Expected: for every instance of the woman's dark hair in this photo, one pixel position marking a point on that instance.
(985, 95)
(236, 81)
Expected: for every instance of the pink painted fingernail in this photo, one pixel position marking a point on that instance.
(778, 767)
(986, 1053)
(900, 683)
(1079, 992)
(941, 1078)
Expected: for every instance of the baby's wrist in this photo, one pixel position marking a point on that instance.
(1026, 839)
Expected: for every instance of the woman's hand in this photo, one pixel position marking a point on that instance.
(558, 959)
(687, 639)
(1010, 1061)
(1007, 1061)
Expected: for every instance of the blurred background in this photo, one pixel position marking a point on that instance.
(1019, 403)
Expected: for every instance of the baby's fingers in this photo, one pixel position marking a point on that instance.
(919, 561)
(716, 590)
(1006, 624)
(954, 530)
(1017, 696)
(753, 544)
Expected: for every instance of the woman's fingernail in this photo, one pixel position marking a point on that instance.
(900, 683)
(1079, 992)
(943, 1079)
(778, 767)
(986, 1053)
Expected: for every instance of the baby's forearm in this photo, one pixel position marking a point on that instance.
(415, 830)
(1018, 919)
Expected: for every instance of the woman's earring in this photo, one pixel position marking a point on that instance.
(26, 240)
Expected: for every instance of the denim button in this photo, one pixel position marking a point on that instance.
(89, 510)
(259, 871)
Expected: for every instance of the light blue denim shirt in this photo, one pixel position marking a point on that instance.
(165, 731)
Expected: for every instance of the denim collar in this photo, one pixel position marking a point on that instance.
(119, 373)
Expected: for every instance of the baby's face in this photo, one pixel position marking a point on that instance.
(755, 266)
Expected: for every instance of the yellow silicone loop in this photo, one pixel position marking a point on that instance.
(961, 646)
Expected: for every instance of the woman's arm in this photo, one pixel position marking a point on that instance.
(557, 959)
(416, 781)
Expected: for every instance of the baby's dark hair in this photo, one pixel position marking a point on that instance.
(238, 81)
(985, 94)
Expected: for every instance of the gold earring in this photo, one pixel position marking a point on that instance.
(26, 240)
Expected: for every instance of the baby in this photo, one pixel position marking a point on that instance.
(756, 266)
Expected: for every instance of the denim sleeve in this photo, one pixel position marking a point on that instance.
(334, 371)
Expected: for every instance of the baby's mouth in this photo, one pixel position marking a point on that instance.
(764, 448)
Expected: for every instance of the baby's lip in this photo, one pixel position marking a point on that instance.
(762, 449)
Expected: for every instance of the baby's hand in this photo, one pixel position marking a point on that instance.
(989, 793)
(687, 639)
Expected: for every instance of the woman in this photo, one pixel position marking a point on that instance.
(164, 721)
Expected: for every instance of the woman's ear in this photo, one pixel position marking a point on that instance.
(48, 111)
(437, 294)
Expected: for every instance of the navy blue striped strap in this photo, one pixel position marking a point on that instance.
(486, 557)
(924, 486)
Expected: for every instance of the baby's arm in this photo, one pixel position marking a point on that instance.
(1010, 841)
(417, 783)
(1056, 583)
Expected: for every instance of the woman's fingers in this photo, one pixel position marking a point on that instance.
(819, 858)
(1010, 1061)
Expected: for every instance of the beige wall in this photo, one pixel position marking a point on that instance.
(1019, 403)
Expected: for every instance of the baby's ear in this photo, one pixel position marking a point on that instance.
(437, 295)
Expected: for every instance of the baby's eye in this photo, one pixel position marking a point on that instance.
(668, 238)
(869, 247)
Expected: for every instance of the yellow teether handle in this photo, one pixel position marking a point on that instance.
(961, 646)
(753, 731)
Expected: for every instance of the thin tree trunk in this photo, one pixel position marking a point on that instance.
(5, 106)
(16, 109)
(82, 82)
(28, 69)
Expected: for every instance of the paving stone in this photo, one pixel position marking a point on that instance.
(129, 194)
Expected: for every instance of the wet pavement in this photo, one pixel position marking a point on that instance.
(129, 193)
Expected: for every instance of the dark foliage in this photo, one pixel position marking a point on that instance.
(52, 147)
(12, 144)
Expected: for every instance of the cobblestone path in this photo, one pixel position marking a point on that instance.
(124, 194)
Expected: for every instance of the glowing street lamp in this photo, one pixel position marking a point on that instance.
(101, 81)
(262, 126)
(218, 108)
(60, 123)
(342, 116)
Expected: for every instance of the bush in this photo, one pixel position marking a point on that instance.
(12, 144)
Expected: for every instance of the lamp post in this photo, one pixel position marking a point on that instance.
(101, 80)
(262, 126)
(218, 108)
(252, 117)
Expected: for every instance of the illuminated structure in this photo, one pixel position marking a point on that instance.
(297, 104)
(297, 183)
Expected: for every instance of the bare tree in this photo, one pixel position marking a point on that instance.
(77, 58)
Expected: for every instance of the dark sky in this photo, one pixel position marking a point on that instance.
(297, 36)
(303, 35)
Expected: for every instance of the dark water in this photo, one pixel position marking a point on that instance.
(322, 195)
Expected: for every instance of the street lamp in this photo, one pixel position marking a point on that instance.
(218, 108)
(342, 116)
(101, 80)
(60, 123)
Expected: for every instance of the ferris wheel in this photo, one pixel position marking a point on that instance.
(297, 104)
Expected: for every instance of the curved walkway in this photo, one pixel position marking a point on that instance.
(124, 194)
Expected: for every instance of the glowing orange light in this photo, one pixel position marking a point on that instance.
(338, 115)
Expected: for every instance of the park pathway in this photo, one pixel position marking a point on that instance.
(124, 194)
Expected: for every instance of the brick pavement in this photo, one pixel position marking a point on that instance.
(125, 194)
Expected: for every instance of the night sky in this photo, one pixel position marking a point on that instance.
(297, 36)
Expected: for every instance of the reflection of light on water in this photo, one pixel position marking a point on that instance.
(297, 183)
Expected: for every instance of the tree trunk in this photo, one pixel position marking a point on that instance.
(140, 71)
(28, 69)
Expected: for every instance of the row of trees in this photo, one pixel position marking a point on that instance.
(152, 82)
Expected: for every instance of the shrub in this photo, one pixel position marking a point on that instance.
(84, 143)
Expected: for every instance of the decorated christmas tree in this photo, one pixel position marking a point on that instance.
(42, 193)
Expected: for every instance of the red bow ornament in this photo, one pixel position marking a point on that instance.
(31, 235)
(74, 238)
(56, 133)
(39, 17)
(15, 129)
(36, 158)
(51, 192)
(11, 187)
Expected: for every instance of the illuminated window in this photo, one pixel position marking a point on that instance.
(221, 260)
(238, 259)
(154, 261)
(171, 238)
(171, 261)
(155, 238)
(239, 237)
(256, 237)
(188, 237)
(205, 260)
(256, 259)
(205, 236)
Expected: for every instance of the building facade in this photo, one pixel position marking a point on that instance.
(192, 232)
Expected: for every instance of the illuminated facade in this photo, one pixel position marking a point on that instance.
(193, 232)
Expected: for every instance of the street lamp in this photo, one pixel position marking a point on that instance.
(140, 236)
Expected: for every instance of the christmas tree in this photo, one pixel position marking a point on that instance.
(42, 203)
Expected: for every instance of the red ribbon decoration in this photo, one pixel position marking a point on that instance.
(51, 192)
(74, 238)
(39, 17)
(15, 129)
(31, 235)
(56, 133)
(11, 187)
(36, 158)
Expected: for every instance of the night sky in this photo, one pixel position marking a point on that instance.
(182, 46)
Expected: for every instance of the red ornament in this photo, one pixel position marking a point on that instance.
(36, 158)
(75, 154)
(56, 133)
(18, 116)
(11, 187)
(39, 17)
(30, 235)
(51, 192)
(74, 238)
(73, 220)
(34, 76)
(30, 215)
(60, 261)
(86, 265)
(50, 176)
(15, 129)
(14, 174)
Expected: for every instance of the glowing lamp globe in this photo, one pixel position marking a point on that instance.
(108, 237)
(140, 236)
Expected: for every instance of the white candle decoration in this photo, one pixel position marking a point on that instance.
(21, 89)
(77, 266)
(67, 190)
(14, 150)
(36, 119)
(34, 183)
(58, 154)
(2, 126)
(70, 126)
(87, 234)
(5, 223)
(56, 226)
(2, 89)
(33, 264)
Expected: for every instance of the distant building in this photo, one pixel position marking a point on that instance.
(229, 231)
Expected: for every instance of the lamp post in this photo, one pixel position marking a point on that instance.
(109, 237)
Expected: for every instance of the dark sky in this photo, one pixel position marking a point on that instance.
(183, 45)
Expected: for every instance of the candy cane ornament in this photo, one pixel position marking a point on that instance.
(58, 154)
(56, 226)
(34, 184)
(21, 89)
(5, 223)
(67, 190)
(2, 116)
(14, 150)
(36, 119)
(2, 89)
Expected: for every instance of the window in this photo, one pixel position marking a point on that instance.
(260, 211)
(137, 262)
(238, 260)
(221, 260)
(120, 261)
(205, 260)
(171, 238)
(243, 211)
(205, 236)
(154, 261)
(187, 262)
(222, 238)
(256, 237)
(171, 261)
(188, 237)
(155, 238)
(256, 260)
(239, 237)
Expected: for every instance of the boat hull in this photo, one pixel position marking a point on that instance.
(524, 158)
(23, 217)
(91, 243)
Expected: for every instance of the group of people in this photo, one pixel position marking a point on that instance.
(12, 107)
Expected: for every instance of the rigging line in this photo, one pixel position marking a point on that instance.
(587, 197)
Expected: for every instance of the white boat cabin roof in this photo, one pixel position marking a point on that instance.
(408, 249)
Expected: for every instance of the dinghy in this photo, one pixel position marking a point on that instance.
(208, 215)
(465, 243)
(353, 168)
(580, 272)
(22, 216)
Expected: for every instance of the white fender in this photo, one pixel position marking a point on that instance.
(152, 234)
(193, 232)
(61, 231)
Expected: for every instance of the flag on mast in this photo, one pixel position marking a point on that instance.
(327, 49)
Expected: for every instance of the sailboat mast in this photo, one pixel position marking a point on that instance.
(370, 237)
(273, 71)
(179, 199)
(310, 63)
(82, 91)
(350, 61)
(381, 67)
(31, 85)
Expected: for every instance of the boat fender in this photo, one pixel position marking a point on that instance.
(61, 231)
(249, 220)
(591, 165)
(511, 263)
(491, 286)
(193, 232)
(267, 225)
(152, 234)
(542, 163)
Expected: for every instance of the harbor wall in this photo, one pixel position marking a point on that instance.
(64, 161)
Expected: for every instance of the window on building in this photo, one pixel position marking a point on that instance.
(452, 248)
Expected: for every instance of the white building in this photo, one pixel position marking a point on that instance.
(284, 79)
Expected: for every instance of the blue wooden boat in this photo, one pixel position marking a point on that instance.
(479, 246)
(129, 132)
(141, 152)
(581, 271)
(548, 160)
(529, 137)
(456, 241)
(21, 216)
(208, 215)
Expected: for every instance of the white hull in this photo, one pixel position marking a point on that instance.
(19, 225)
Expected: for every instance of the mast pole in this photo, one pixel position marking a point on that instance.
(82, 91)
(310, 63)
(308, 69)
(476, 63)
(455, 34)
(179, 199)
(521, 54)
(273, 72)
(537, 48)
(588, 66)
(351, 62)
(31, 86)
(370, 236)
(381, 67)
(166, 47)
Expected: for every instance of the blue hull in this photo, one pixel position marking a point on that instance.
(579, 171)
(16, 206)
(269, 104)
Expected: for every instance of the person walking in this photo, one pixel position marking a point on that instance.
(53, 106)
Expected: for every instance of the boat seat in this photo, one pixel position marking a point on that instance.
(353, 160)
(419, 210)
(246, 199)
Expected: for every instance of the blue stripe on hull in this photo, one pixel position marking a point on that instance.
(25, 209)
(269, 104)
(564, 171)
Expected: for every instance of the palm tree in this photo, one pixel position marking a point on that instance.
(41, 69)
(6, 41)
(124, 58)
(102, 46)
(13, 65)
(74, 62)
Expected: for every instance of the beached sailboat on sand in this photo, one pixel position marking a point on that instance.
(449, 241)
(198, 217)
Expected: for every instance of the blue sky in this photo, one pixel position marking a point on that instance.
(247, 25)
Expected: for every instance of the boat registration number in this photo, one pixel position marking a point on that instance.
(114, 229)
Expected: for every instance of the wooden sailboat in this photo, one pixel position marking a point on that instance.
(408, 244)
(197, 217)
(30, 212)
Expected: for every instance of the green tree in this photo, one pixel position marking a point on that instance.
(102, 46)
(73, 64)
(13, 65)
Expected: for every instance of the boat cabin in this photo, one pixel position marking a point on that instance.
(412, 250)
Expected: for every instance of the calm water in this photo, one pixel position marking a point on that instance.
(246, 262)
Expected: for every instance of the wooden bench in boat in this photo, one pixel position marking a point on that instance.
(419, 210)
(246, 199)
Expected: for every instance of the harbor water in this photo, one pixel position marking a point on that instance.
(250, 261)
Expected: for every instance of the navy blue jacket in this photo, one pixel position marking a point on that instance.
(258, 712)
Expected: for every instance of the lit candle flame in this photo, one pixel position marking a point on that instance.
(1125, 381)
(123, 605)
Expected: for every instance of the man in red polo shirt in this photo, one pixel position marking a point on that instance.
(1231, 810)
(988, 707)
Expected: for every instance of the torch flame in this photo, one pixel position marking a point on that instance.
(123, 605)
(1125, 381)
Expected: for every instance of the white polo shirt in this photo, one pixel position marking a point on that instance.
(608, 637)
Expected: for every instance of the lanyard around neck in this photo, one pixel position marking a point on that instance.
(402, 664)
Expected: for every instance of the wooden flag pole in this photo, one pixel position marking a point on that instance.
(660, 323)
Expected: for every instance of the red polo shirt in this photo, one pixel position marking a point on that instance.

*Written instruction*
Reproduce the data word for word, starting at the line that contains "Expected: for every instance of the white polo" and ending at the final line of the data.

*Correct result*
Expected: for every instance of the white polo shirt in this photo, one pixel position marking a point on that instance.
(608, 637)
Expected: for every instance of the lanyard around neck in this photo, one pixel position marking a point on that instance.
(402, 664)
Expected: for every instance of the wooden flag pole in this photo, one pixel position marking a point on that instance.
(660, 323)
Expected: for every instance of the red polo shirt in this photo, one pixel position marking a point on that instance.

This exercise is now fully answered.